=== What needs to be done ===
Repeat, without any change, the entries presented below.

=== Records for processing ===
———

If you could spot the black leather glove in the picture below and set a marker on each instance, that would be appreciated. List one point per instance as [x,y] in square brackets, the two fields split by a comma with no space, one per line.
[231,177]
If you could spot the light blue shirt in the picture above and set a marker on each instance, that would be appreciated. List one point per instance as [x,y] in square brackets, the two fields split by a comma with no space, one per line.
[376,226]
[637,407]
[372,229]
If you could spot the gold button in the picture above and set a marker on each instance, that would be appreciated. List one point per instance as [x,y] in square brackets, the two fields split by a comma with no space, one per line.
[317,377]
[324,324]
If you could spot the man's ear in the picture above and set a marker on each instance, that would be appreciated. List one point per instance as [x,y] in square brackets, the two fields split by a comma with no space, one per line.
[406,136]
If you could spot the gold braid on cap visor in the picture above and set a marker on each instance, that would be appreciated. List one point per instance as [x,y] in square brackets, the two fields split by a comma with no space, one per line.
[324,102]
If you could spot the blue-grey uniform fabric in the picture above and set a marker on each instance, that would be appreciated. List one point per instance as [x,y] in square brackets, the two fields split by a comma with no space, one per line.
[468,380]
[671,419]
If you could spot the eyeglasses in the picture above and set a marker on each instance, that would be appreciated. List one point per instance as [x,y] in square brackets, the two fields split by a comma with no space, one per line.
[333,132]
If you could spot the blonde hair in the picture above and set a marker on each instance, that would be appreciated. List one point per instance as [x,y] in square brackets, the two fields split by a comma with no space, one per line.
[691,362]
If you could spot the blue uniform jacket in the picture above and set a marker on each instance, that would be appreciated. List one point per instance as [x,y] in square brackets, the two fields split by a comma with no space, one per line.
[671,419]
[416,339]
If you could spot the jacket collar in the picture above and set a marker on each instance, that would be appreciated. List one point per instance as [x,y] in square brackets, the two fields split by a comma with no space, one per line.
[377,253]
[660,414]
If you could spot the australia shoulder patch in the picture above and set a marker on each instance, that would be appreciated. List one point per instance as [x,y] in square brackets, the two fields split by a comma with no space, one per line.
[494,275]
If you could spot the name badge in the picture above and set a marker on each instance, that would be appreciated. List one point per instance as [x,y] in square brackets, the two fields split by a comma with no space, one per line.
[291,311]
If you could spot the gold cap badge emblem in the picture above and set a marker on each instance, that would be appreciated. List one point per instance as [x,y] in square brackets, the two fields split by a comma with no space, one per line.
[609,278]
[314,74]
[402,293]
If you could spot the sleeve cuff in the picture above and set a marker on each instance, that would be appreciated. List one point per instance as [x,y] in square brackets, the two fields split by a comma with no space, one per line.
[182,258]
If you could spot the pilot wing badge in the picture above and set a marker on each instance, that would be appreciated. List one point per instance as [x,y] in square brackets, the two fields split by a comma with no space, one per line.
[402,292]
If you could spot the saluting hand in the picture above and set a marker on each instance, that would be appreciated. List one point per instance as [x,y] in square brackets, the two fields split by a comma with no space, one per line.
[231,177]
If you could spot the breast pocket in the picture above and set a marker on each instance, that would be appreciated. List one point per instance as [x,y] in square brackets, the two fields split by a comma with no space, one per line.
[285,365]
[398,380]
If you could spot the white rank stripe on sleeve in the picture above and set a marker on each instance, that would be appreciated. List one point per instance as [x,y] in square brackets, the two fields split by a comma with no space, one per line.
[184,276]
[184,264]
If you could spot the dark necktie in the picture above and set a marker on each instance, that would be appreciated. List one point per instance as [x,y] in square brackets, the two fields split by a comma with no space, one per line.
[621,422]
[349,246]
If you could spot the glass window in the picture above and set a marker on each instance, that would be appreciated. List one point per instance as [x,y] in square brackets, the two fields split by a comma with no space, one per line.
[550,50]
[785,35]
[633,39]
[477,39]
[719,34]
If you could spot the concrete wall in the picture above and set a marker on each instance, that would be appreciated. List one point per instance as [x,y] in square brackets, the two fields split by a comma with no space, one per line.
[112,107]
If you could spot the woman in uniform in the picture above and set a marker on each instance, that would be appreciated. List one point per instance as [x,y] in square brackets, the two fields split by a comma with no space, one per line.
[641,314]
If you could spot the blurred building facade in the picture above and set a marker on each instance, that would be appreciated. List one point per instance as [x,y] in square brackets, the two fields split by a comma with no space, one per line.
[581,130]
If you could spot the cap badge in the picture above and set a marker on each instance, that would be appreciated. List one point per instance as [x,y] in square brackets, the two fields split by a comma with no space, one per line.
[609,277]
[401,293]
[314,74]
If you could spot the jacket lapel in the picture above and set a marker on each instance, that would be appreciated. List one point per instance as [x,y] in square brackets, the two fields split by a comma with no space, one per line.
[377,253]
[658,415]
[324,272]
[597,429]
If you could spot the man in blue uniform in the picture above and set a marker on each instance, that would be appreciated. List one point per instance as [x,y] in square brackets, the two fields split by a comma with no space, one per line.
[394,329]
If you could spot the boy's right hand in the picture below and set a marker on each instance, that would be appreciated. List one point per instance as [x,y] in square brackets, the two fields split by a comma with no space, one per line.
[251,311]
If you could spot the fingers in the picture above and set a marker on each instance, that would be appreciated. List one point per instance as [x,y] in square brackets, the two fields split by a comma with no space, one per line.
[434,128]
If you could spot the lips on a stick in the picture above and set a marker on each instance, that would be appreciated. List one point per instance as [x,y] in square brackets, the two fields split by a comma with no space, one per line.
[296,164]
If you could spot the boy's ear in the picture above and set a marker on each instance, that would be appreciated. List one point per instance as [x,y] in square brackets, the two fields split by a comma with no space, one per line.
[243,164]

———

=== Correct answer ===
If you could spot the black leather glove in the picture below and set a marker on each instance, that would be appreciated. List one point per instance as [x,y] in square brackets, the two fields split by a comma with no space, one per line.
[231,177]
If you could spot the light blue shirt in the picture above and set a marker on each instance, that would be appreciated. List one point per instance as [x,y] in square brackets, the two fields split by a comma with no space, one per line.
[376,226]
[637,407]
[372,229]
If you could spot the gold button in the picture above and set a marker on each instance, that would be appreciated. List one point per instance as [x,y] in square brackets, the two fields split by a comma with no space, one per line.
[317,377]
[324,324]
If you could spot the man's ear in the picture above and set a marker on each instance, that would be appreciated. List one point per instance as [x,y] in square brackets, the two fields split by a comma with no space, one per line.
[406,136]
If you could spot the gold braid on cap visor in the picture above and set a marker on each instance, that would be appreciated. List one point per instance as [x,y] in square brackets, the two fields split by a comma with no space, one per line.
[324,102]
If you could spot the blue-grey uniform fabric in the picture above and set a marker on each instance, that would be appreciated. List one point per instance as [x,y] in square brackets, the two fields split by a comma with no space, one per line.
[468,380]
[671,419]
If you could spot the eyeglasses in the picture above and set a marker on each instance, that would be appreciated. List one point per instance as [x,y] in square brackets, the two fields split by a comma with no space, one per line.
[333,132]
If you could spot the blonde hair in the picture above and set a marker on each instance, that would be appreciated. List one point per instance as [x,y] in square brackets, the two fields split by a comma with no space, one per line.
[691,362]
If you could spot the blue uniform jacket in the picture above and set a marker on each instance, that would be appreciated. List one point per instance as [x,y] in square brackets, the two fields split by a comma with no space, one per line.
[671,419]
[416,339]
If you could spot the jacket collar in the picture above and set a marker on each instance, that would be appreciated. List one point per instance as [x,y] in square brackets, the two fields split by a comma with no space, one per line.
[377,253]
[660,414]
If you could spot the australia shoulder patch in the picture above and set a marker on each instance, that would be appreciated. List one point per instance as [x,y] in square brackets, the two fields split by a comma with no space, one per line.
[494,275]
If you could spot the name badge in the picture above and set a marker on each instance, that would be appreciated. List one point per instance as [x,y] in square brackets, the two fields split by a comma with no space, one per line.
[291,311]
If you could spot the gold cap badge emblem in the picture above and set a marker on each instance, that would be appreciated. List one point per instance as [x,y] in square brackets, the two fields split by a comma with no space, one per line.
[609,278]
[314,74]
[402,293]
If you could spot the sleeve cuff in the picture above and set a marker on each instance, that would be appreciated. List one point per instance as [x,y] in square brackets, the two fields split by a comma with no space, one per line.
[182,258]
If you could spot the pilot wing badge in the picture above and set a marker on each instance, that would be appreciated. List one point per instance as [x,y] in square brackets, the two fields split by a comma with no space, one per line.
[402,292]
If you could spot the saluting hand in the picture above and set a marker on each instance, that would be appreciated. List one point per instance as [x,y] in square brackets, the two fields split by a comma with no space, one per line.
[231,177]
If you could spot the breast pocket in the picture above and set a marker on each instance, that would be appreciated. List one point per instance as [x,y] in square brackets, the two fields split by a comma with no space, one per line.
[285,365]
[398,380]
If you could spot the white rank stripe on sleeve in the picture above and set a marker on each instance, that would be appreciated. List one point per instance as [x,y] in square brackets, the two fields split by a comma with no space, one per line.
[184,276]
[184,264]
If you could spot the dark necktie in the picture above and set a marker on each instance, that would be appreciated. List one point per instance as [x,y] in square brackets, the two fields split by a comma with no space, one per line.
[621,422]
[349,246]
If you could spot the glass window in the picture above and set a marker on each instance, that would be appreciated. List one point per instance as [x,y] in square brackets, the two fields split by a comma with no space, one per line.
[550,50]
[785,35]
[633,39]
[477,39]
[719,34]
If you could spot the concrete wall in the picture above and set a marker on each instance, that would be appreciated. List one point per instance as [x,y] in square brackets, the two fields split by a comma with no space, one per line.
[112,107]
If you could spot the woman in uniform in the picture above and set a marker on each instance, that would be appreciated. List one point per instance as [x,y] in square brackets, the two fields split by a comma with no space, one per line.
[641,314]
If you could spot the blurred building facade in the picture above and set a marker on each instance, that would be appreciated. List one point per instance as [x,y] in square brackets, the two fields split by a comma with no space, one per line.
[581,130]
If you could spot the cap badge in the picture above and set a marker on each instance, that would be appreciated. List one point per instance as [x,y] in square brackets, the two fields split by a comma with no space, one per line.
[609,277]
[401,293]
[314,74]
If you could spot the jacket lapel in the picture above and set a marker on each instance, that would be appreciated. List one point per instance as [x,y] in square brackets, the two fields split by a comma with no space, one per line.
[377,253]
[658,415]
[324,272]
[597,429]
If you could spot the man in blue uniform in the picture above and set a marker on each instance, that would be appreciated. List one point per instance as [x,y] in square brackets, the two fields split by a comma with no space, one per line.
[394,329]
If you could spot the boy's right hand in the picture below and set a marker on each instance, that would be appreciated. List one point per instance as [x,y] in square brackets, the two fields split by a comma with no space, one per line.
[251,311]
If you could spot the fingers in the picture above and set a marker on each instance, that would be appreciated. List one point per instance as [x,y] in square brackets, the two fields split by a comma with no space, one per line.
[434,128]
If you could spot the lips on a stick in the picture above and set a marker on each instance, that would be appreciated. List one point per instance as [x,y] in square brackets, the two fields split by a comma with no space, one per line.
[296,164]
If you could spot the boy's ear in the picture above and set a marker on each instance, that would be appreciated. List one point per instance as [x,y] in square brackets, the two fields split by a comma with no space, one per line.
[243,164]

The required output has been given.